━━━ Reading text

The next day, on Workers’ Day, hundreds of people descended on Ertjieskloof. “By 9am there were between 700 and 800 protesters on the farm. The buses that had brought them were parked along the farm road. It was a full-scale farm invasion,” said Walker. “That evening the police from Saaron called me to say they had been given a letter to hand over to me. It was a so-called eviction notice threatening me to get off my own farm.”
The following day Walker and Immelman applied for an urgent ­interdict against Bawsi and its leadership. It was granted in the Cape High Court. Bawsi, in the meantime, was having the ­eviction notice temporarily ­overturned in the Tulbagh Magistrates Court. The problems had started a long time back, said Walker. “If I had known of the tensions, I would never have bought this farm. Right from the start there was intimidation. Apart from the constant verbal intimidation, they broke locks, stole building material and let my horses out.”
For Immelman, things were just as bad. His farm manager and son-in-law were stoned on a number of occasions when they tried to access the farm, and furrows were dug across the access road and obstructions created with logs and stones to stop vehicles. “The farm I have paid millions for is basically a no-go area for me right now,” he said.

Background to the rift

The story of this farm reads like a how-to-not-make-a-BEE-deal-work manual. At the heart of it lies an internecine rift between the beneficiaries of the Siyanqoba Trust – the group of previously disadvantaged farmworkers who had come together for the purposes of the empowerment deal. “The first year was a good one,” said Sakkie Brink, the former farm manager and beneficiary. “We stuck to the business deal. It went well, we made good money and then the trouble started.”

━━━━━━
━━━ Given information

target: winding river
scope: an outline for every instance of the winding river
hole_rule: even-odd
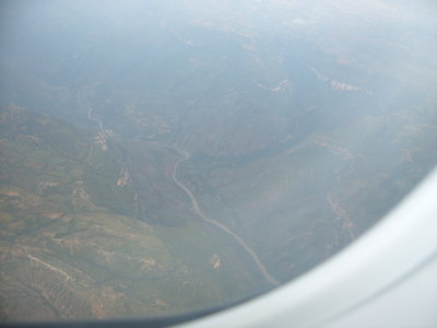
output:
[[[98,118],[96,118],[95,116],[93,116],[93,107],[91,107],[90,105],[85,104],[85,103],[82,101],[82,98],[81,98],[81,92],[78,92],[78,102],[79,102],[84,108],[86,108],[88,120],[93,120],[93,121],[97,122],[97,124],[98,124],[98,128],[99,128],[99,130],[101,130],[101,133],[102,133],[105,138],[107,138],[107,133],[106,133],[106,131],[105,131],[105,128],[104,128],[104,125],[103,125],[102,120],[99,120]],[[174,166],[174,168],[173,168],[173,180],[174,180],[174,183],[175,183],[176,185],[178,185],[179,188],[182,189],[182,190],[188,195],[188,197],[190,198],[191,203],[192,203],[192,210],[193,210],[193,212],[194,212],[200,219],[202,219],[204,222],[214,225],[215,227],[220,229],[221,231],[223,231],[224,233],[226,233],[227,235],[229,235],[232,238],[234,238],[234,241],[237,242],[238,245],[240,245],[240,246],[245,249],[245,251],[251,257],[251,259],[253,260],[255,265],[257,266],[258,270],[259,270],[260,273],[263,276],[263,278],[264,278],[269,283],[271,283],[272,285],[279,285],[280,282],[279,282],[274,277],[272,277],[272,276],[269,273],[269,271],[267,270],[267,268],[264,267],[264,265],[262,263],[262,261],[260,260],[260,258],[258,257],[258,255],[255,253],[255,250],[253,250],[249,245],[247,245],[246,242],[245,242],[240,236],[238,236],[235,232],[233,232],[233,231],[232,231],[231,229],[228,229],[226,225],[224,225],[223,223],[220,223],[220,222],[217,222],[217,221],[215,221],[215,220],[213,220],[213,219],[208,218],[208,216],[203,213],[203,211],[202,211],[202,209],[201,209],[201,207],[200,207],[198,200],[196,199],[194,195],[192,194],[192,191],[191,191],[186,185],[184,185],[184,183],[181,183],[181,181],[178,179],[178,177],[177,177],[178,167],[179,167],[179,165],[180,165],[181,163],[184,163],[184,162],[186,162],[186,161],[188,161],[188,160],[190,159],[189,153],[188,153],[186,150],[180,149],[180,148],[175,147],[175,145],[169,145],[169,144],[161,144],[161,145],[160,145],[160,144],[157,144],[156,147],[157,147],[157,148],[172,148],[172,149],[176,150],[179,154],[181,154],[181,157],[179,157],[179,159],[176,161],[175,166]]]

━━━━━━

**Written tasks:**
(A) Summarize the article about the Ertjieskloof farm dispute in three sentences.
(B) Render this sentence from the Ertjieskloof farm article in Spanish: "The following day Walker and Immelman applied for an urgent interdict against Bawsi and its leadership."
(C) Please carry the article on the Ertjieskloof farm dispute forward from its final sentence.

**Exercise results:**
(A) On Workers' Day, between 700 and 800 protesters arrived by bus at Ertjieskloof, and that evening police from Saaron gave Walker an eviction notice. Walker and Immelman then obtained an urgent interdict against Bawsi in the Cape High Court, while Bawsi had the eviction notice temporarily overturned in the Tulbagh Magistrates Court. Both owners describe ongoing intimidation, including broken locks, stolen building material, stonings and a blocked access road, and the article traces the trouble to a rift among the beneficiaries of the Siyanqoba Trust.

(B) Al día siguiente, Walker e Immelman solicitaron un interdicto urgente contra Bawsi y su dirección.

(C)
The real break, however, seems to centre around the accusation that Brink and the two other directors from the BEE group were in the pocket of the white partner who, they said, was making off with the profits. “The workers wanted to know where the money had gone and why they were not being paid dividends,” said Hannes Smit, a spokesperson for the disgruntled BEE group. Brink counters that all had agreed dividends would be paid out after five years and that until then all profits were to be ploughed back into the farming operation. “It wasn’t as if people were working for nothing. We were all being paid salaries – more than anyone had been earning in their previous jobs.”

Finally, the bickering led to a major split, with the one group refusing to take orders from Brink, the designated farm manager. Of the once-vibrant farming operation, there was very little left in the end. The farm sank further and further into debt. Among other problems, Siyanqoba Enterprises owed Land Bank money, and there were also huge outstanding electricity and water bills. Alie van Jaarsveld, spokesperson for Kobus Dowry, the MEC for agriculture in the Western Cape, said his department, Land Bank and the Department of Land Affairs had meeting after meeting with all those involved to find a solution and get the farm back on track. “One of the issues was that they said they did not understand the financials. Finally the department went as far as paying to get a complete set of statements which was given to the workers’ trust so they could see for themselves what was going on. We did everything within the rules and regulations, but finally the only solution was to sell the farm. In this way they would be able to pay off their debts and still make some profit. In fact, if it were not for our intervention, Land Bank would have auctioned the farm off a long time ago.”
The group living on the farm, however, insist they were tricked into selling. They claim their signatures were fraudulently obtained on the Resolution to Sell, which preceded the formal sale. Their adviser, Hannes Smit, insists they would have never agreed to sell the farm. “How can the state give millions of rands of ­taxpayers’ money to buy land for empowerment but nobody monitors that deal? Nobody checks on the progress of those they claim to empower? The training and support they were promised, what happened to that?”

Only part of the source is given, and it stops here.